**Your goal:**
Continue the article about Rukmini Iyer's vegetarian barbecue cookbook, picking up after its last sentence.

**Selected passage:**
05 May 2021

Food writer Rukmini Iyer is here to revolutionise our summer barbecue

05 May 2021

When Rukmini Iyer moved back in with her parents during the first lockdown of 2020, she accidentally found herself with the most honest recipe testers she could have hoped for.

“My mum doesn’t really hold back on constructive criticism,” the food writer and cook admits. “I think her words are, ‘If I don’t tell you, then who will?'”

But that honesty came in useful, with Iyer saying it was “really helpful to get her feedback” – particularly as she used the time to write her latest cookbook dedicated to veggie and vegan barbecue recipes.

Both Iyer’s parents are GPs – her mother is now retired, but her father was still working. “So dad was at the surgery, but he likes to pop back for lunch because it’s not too far – so I tried to have things rolling off the barbecue in time for him to have a quick lunch before he went back to the surgery,” she says.

“It was very nice because as an adult, you don’t spend that much time with your parents. It was lovely to have them around and be able to cook a book where they could eat everything” – both her parents are vegetarian.

As well as being a way to bond with her family, Iyer fell in love with the therapeutic elements of barbecuing. “It was probably just being outside a lot,” she confesses. “I wrote the book during the first lockdown – I was in my parents’ garden and I didn’t want to spend any time indoors, because it felt strange to be in that lockdown situation.

“I was even doing all the prep outside. I was taking a chopping board, all my veg, a couple of little bowls, doing all the prep outside and sitting and waiting for the barbecue to light. It was maximising being in open space.”

She also found it a “more mindful way to cook”, while still sharing sharing some similarities with her smash hit Roasting Tin series of books which all focus on easy, one pan meals you bung in the oven. “With this one, it’s similar in you just have to chop some things, put them on the barbecue, take them off and put a nice dressing on,” she says.

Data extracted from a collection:

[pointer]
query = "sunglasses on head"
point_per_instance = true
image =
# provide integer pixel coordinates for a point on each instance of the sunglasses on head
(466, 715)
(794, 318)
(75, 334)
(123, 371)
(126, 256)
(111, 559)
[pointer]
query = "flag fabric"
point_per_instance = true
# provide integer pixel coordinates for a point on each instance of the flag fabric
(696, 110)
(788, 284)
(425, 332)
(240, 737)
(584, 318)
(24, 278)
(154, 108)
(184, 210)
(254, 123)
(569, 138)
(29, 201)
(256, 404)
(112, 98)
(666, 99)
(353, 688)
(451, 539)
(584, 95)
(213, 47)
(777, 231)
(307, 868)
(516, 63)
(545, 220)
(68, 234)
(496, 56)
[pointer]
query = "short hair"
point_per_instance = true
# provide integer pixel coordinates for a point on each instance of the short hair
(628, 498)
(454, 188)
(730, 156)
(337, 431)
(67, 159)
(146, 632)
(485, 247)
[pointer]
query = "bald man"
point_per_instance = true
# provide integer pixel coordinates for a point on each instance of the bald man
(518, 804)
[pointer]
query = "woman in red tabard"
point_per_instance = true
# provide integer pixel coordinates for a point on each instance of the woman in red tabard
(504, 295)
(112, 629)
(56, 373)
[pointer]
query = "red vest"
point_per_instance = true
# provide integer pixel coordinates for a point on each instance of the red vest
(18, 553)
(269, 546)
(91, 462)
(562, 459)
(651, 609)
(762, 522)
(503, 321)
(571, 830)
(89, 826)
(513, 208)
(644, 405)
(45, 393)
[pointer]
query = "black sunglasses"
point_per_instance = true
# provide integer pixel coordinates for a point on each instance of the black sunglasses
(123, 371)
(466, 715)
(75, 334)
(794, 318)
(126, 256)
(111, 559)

**Written response:**
“But you’ve got that added element I think is interesting, where you have to be quite watchful. You learn to understand how your barbecue is working. You think about when it’s hot, when it’s not. You’re standing in front of it and it’s a visual and very tactile way to cook – I like that added element that you’re very close to the cooking process.”

There was another added benefit to decamping to her parents’ house: space. “Having an outdoor space – I live in London in a flat, so usually I’m not really able to,” Iyer says. “But even though I was doing all the barbecuing in my parents’ garden, I was very much thinking, ‘What’s portable? What can I do on a small barbecue?’

“You can’t assume everyone’s got a massive Weber range – you might just be using a small one you got from TK Maxx. So at some points when I was testing I had about three barbecues on the go: I had a big TK Maxx bucket, a little Heston Blumenthal grill, a nice tabletop little Prakti stove – trying to think about the ways in which people who maybe don’t always have access to outdoor space can still make something really nice.”

If you’re barbecuing in the park and can’t whip in and out of the kitchen, Iyer’s top piece of advice is “you don’t have to barbecue everything – you can take loads of things with you, and maybe barbecue one or two little elements”.

As the weather starts to brighten, many of us will be looking to fire up our barbecues as an easy way to see friends and family outdoors. Iyer’s book offers an alternative to the meat fiestas we’re used to, and she hopes it will encourage barbecue novices to give green dishes a go.

“What’s the worst that could happen?” asks Iyer, adding a safety disclaimer that you should be extremely careful with fire. “Get a feel for how hot it is – I think that’s the key takeaway. You can put almost anything on a barbecue, but to coax maximum flavour from it, you want to make sure you’re watching it like a hawk.

“If it’s too hot and things are getting too burnt, just take them off, let it cool down, and put them back on. It’s sort of slowing down, this kind of cooking” – exactly the kind we need, particularly if you’re suffering from re-entry anxiety as lockdown eases.

Iyer loves how barbecuing is “big, generous platters of food” to share with your loved ones. With a background in food styling, she knows how to make dishes look beautiful – and al fresco dining isn’t about “little primped plates of food”.

She says: “The nice thing about a barbecue is you’ve got lots of platters of food, things coming off the barbecue at different times. If you throw over some herbs, make a nice dressing, toast some nuts – I would describe it as Ottolenghi-style sharing platters, which is easy to make look beautiful.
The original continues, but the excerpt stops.